Study material:

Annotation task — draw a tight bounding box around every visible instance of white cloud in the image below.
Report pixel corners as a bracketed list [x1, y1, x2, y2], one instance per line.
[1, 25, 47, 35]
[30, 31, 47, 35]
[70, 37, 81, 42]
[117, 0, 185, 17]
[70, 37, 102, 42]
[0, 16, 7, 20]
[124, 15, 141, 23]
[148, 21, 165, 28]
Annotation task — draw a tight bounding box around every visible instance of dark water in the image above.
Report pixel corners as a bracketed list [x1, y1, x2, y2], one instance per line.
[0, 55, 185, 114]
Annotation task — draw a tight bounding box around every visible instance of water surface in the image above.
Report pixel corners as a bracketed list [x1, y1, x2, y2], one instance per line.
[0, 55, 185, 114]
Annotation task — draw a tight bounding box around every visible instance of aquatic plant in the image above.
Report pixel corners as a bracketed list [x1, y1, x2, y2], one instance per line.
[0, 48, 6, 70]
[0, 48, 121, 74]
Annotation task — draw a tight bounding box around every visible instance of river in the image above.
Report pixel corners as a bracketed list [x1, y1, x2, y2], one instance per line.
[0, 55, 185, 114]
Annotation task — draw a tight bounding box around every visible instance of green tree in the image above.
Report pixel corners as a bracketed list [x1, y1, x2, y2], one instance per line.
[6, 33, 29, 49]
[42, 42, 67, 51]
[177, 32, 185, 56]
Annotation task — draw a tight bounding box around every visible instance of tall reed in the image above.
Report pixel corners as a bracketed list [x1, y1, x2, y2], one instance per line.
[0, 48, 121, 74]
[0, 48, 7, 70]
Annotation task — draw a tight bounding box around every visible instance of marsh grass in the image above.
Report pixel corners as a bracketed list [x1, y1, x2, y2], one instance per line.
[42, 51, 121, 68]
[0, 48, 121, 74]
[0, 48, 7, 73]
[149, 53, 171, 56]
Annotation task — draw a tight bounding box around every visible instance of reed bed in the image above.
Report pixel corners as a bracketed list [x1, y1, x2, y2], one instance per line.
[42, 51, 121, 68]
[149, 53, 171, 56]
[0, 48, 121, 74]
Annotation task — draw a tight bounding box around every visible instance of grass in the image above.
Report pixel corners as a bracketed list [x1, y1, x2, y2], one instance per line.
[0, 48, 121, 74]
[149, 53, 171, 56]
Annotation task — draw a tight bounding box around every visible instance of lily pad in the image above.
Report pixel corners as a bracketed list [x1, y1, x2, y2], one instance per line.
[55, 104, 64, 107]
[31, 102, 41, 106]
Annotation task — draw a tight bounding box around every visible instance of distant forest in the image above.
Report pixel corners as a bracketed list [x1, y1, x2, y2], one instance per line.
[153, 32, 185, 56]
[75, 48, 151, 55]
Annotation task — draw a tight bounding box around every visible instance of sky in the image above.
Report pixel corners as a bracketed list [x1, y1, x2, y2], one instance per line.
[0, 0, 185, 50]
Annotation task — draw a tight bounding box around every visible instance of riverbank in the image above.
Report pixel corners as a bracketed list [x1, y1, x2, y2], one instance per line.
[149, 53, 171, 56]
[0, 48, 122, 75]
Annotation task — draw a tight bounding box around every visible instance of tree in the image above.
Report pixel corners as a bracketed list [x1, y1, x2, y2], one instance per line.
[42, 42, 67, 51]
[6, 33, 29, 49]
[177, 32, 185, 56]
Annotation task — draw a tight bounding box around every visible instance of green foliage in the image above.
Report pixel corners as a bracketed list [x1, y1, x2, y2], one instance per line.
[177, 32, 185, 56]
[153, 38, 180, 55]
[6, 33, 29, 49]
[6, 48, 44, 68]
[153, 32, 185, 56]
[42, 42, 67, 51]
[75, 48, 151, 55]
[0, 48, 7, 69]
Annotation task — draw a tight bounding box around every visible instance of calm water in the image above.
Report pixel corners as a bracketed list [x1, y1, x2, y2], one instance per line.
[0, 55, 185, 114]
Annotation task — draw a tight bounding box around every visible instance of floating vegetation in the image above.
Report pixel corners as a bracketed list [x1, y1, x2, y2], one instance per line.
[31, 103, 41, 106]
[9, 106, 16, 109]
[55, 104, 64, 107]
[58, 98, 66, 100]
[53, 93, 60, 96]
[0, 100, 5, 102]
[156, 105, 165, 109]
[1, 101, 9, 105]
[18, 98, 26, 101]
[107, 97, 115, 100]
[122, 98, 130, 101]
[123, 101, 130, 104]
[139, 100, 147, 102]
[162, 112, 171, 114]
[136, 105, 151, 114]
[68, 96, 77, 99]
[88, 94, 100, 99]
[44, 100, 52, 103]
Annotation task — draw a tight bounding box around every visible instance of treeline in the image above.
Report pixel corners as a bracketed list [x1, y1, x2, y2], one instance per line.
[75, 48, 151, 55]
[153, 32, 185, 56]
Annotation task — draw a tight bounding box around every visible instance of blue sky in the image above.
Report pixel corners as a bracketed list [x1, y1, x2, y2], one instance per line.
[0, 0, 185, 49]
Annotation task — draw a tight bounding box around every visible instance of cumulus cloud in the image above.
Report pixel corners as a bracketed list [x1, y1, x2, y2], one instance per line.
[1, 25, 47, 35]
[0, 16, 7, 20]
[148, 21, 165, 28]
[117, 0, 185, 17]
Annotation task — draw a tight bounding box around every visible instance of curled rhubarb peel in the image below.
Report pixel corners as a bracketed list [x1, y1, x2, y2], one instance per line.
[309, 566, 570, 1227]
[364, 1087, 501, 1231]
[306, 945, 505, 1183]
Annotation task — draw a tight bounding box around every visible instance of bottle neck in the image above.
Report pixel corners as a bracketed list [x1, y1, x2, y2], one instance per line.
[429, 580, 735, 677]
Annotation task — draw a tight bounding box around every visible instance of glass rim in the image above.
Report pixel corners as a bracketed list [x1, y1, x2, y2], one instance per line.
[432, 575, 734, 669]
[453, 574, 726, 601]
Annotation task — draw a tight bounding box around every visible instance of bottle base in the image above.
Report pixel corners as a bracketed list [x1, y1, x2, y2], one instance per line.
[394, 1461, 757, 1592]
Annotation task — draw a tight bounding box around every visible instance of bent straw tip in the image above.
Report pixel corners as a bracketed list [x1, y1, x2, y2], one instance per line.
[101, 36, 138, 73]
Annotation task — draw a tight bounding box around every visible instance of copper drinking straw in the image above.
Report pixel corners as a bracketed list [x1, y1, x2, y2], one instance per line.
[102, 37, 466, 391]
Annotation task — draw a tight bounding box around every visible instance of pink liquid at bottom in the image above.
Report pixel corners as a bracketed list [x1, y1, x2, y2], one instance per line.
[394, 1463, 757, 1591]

Your objective:
Please go through the data above and copy each line containing the word "cloud".

Output of the exercise:
Annotation task — draw a tight bounding box around every visible instance of white cloud in the image below.
Annotation task — draw a tight bounding box around every visible instance of cumulus cloud in the image above.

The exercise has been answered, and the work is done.